» DATA ROWS:
********
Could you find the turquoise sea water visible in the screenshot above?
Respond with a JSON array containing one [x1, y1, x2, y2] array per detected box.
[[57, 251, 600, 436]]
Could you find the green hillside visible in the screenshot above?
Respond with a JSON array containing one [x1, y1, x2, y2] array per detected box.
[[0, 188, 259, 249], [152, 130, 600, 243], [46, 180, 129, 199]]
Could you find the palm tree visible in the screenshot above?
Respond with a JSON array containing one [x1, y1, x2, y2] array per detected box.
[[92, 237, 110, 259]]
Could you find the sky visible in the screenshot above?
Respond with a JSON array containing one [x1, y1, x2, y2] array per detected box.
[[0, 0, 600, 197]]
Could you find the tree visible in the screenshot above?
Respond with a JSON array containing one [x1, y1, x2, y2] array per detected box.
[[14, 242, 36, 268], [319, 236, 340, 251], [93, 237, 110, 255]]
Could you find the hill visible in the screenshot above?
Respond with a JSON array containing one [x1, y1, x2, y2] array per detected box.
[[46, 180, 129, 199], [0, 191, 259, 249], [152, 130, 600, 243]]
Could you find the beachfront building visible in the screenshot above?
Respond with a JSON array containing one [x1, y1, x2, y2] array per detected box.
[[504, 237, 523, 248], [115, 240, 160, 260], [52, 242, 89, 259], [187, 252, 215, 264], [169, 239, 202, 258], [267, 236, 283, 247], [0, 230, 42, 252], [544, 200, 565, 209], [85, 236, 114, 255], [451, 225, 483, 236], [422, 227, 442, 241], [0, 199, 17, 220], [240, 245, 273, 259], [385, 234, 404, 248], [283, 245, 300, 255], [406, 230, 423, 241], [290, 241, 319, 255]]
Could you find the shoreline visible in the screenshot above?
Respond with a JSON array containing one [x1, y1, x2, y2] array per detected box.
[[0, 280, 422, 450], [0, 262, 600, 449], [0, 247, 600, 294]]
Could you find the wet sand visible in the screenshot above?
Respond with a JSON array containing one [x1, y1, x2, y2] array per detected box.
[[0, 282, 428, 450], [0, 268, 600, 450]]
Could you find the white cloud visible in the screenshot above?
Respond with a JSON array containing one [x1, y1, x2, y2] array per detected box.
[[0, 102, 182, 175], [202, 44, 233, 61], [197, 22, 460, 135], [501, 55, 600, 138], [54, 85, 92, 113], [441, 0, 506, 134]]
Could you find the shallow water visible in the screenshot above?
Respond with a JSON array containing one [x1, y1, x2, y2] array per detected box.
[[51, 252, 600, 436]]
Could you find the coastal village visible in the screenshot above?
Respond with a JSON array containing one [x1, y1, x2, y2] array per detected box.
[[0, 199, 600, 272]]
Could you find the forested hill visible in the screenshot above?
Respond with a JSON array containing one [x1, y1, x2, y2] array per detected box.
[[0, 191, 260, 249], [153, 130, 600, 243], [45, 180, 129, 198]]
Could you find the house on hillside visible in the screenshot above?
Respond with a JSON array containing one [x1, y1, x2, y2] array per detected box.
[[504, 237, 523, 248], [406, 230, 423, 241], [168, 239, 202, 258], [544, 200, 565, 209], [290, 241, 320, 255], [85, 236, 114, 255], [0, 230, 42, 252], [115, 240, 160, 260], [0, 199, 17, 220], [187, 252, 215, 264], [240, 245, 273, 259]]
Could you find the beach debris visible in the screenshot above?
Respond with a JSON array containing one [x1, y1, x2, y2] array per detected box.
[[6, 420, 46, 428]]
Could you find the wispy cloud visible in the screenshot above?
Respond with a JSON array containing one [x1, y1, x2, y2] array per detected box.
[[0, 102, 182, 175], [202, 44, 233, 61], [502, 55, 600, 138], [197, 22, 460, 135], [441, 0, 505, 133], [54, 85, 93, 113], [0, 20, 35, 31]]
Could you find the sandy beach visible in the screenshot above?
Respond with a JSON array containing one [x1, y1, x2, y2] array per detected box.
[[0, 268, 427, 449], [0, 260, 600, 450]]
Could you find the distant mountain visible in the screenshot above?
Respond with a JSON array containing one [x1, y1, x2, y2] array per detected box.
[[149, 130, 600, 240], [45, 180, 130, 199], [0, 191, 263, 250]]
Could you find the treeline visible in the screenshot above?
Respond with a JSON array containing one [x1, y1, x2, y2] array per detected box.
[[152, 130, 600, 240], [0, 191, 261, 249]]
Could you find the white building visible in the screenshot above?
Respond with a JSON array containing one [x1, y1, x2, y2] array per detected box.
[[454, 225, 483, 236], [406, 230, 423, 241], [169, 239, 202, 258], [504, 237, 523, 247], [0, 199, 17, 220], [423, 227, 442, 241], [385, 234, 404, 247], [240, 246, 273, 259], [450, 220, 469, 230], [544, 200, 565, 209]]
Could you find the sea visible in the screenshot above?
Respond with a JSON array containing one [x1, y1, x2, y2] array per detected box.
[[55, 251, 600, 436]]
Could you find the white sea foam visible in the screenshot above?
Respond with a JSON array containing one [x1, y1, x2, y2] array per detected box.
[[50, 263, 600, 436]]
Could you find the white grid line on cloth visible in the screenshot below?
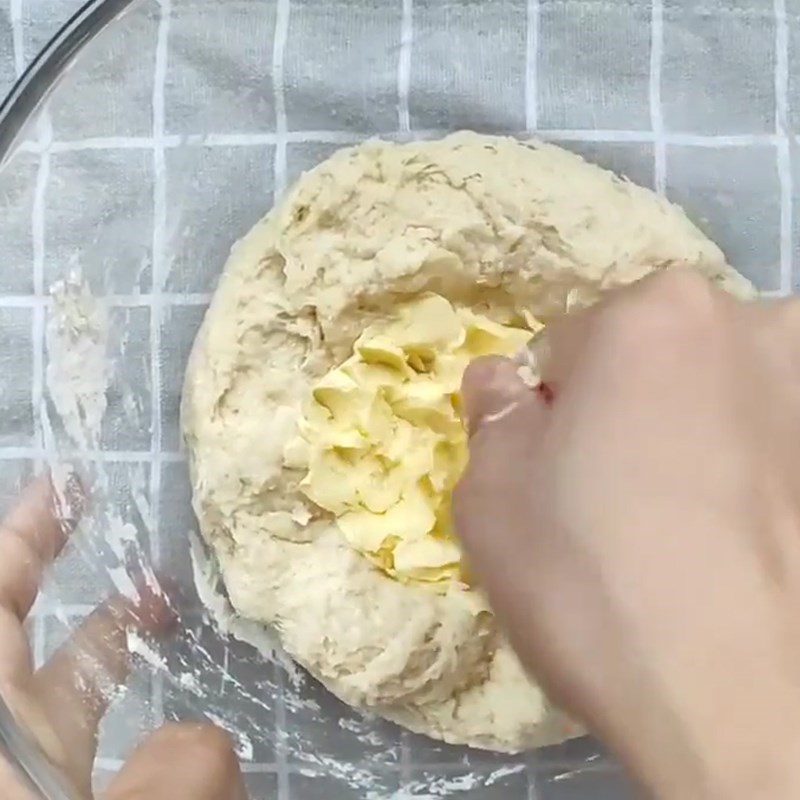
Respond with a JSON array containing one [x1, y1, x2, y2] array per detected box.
[[0, 292, 213, 308], [0, 445, 186, 464], [525, 0, 540, 133], [397, 0, 414, 133], [94, 757, 284, 774], [148, 0, 172, 736], [774, 0, 794, 295], [272, 0, 291, 201], [272, 0, 292, 800], [22, 128, 788, 155], [8, 0, 25, 78], [650, 0, 667, 195]]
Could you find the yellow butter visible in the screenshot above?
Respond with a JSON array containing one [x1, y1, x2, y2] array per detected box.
[[292, 294, 539, 585]]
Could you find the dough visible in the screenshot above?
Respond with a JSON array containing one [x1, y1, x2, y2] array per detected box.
[[183, 133, 752, 752]]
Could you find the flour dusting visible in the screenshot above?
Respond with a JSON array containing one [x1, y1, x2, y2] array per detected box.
[[45, 272, 110, 450]]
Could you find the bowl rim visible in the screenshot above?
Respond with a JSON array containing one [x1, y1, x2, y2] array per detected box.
[[0, 0, 134, 166]]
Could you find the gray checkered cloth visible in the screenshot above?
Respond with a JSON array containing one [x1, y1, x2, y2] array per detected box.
[[0, 0, 800, 800]]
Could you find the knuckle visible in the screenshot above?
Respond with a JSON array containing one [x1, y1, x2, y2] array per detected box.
[[150, 723, 238, 775]]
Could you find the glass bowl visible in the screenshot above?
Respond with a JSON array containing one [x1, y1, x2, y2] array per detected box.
[[0, 0, 788, 800]]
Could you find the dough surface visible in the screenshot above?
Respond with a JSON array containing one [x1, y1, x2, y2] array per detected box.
[[182, 133, 752, 752]]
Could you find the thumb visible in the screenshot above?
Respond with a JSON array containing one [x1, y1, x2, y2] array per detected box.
[[461, 356, 537, 436], [106, 723, 247, 800]]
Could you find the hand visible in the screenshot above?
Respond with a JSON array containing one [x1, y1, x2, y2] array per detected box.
[[0, 477, 246, 800], [455, 271, 800, 800]]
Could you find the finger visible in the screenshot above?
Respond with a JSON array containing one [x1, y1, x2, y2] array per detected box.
[[453, 393, 549, 568], [106, 724, 247, 800], [31, 586, 174, 788], [461, 356, 539, 435], [0, 475, 83, 620], [0, 755, 37, 800]]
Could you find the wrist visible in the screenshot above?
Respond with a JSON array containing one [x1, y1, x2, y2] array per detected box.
[[620, 697, 800, 800]]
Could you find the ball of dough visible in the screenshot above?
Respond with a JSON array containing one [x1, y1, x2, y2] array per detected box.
[[183, 133, 752, 752]]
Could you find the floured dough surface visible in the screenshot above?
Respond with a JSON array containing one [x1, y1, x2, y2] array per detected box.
[[183, 133, 751, 751]]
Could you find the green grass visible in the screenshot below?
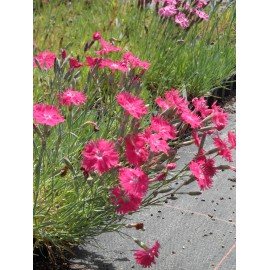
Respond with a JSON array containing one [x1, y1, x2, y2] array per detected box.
[[34, 0, 236, 97]]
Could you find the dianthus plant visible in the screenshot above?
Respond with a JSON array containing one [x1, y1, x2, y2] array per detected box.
[[33, 31, 236, 267]]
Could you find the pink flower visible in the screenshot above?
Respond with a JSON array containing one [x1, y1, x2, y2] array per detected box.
[[142, 129, 170, 156], [34, 104, 65, 126], [57, 89, 86, 106], [93, 32, 101, 40], [228, 132, 236, 149], [180, 110, 202, 128], [165, 163, 176, 171], [110, 187, 143, 214], [174, 13, 188, 29], [213, 134, 232, 162], [99, 59, 129, 72], [150, 116, 176, 140], [134, 242, 160, 268], [212, 102, 229, 131], [125, 135, 149, 167], [119, 168, 149, 196], [197, 0, 208, 8], [68, 57, 83, 68], [82, 139, 119, 174], [96, 38, 122, 54], [195, 9, 209, 21], [84, 56, 101, 67], [189, 159, 216, 190], [116, 92, 148, 119], [122, 52, 150, 70], [158, 5, 177, 17], [33, 51, 56, 69], [191, 131, 201, 147]]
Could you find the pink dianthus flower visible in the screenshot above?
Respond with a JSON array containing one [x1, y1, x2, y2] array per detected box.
[[33, 51, 56, 69], [119, 168, 149, 196], [110, 187, 143, 214], [57, 89, 86, 106], [125, 135, 149, 167], [34, 104, 65, 126], [96, 38, 122, 54], [82, 139, 119, 174], [116, 92, 148, 119], [174, 13, 189, 29], [134, 242, 160, 268]]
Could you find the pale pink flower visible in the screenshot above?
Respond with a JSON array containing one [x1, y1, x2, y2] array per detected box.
[[116, 92, 148, 119], [134, 242, 160, 268], [96, 38, 122, 55], [119, 168, 149, 196], [228, 132, 236, 149], [33, 51, 56, 69], [82, 139, 119, 174], [125, 135, 149, 167], [57, 89, 86, 106], [150, 116, 176, 140], [34, 104, 65, 126], [195, 9, 209, 21], [158, 5, 177, 17], [174, 13, 189, 29], [110, 187, 143, 214]]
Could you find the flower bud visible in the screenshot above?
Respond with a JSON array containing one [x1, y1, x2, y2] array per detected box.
[[93, 32, 101, 40]]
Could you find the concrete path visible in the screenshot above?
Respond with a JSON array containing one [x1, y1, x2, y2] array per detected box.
[[72, 100, 236, 270]]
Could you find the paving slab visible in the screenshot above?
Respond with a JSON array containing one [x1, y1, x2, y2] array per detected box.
[[72, 100, 236, 270]]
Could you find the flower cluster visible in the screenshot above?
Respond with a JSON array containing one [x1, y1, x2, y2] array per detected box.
[[154, 0, 210, 29]]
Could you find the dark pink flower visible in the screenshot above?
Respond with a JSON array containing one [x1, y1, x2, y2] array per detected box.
[[125, 135, 149, 167], [99, 59, 129, 72], [33, 51, 56, 69], [82, 139, 119, 174], [189, 159, 215, 190], [165, 163, 176, 171], [212, 102, 229, 131], [134, 242, 160, 268], [34, 104, 65, 126], [228, 132, 236, 149], [142, 129, 170, 156], [180, 110, 202, 128], [174, 13, 189, 29], [150, 116, 176, 140], [213, 134, 232, 162], [57, 89, 86, 106], [122, 52, 150, 70], [158, 5, 177, 17], [83, 56, 101, 67], [195, 9, 209, 21], [93, 32, 101, 40], [119, 168, 149, 196], [68, 57, 83, 68], [116, 92, 148, 119], [96, 38, 122, 54], [110, 187, 143, 214]]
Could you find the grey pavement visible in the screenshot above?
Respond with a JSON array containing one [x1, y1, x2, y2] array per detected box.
[[72, 100, 236, 270]]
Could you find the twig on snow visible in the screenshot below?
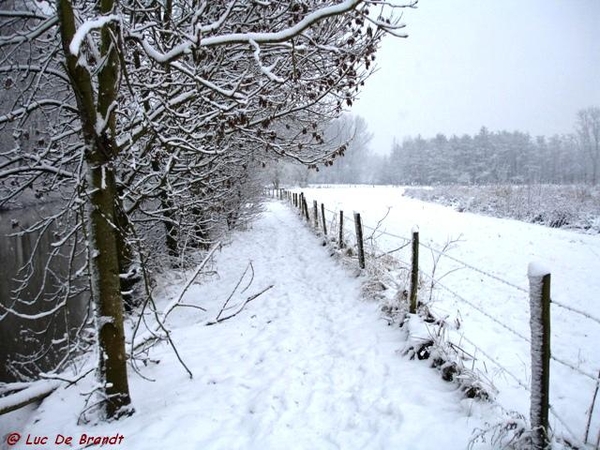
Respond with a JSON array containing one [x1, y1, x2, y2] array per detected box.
[[206, 284, 274, 326]]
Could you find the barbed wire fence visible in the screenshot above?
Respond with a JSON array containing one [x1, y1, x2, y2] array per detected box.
[[270, 189, 600, 450]]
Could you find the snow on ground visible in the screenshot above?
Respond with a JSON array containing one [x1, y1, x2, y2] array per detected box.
[[0, 202, 495, 450], [296, 186, 600, 442]]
********
» WHAT THE TASK ASKS:
Put the lines of the data into a numbered list, starting at the line containing "Could you find the floured" and ending at the line containing "[[33, 31, 236, 267]]". Skip blank lines, and leave the pictures out.

» TASK SOLUTION:
1. Could you find the floured dough surface visible in the screenshot above?
2. Respond with a JSON array containing one [x1, y1, x2, y2] array per detected box.
3. [[183, 133, 751, 751]]
4. Could you find the green grass visible in the screenshot below?
5. Respond with a JSON array containing one [x1, y1, x2, y2] array per detected box.
6. [[34, 0, 236, 97]]
7. Could you find the dianthus plant visible in the screenshot above?
8. Respond with a JSON array containing one [x1, y1, x2, y2] array per detected box.
9. [[33, 31, 236, 267]]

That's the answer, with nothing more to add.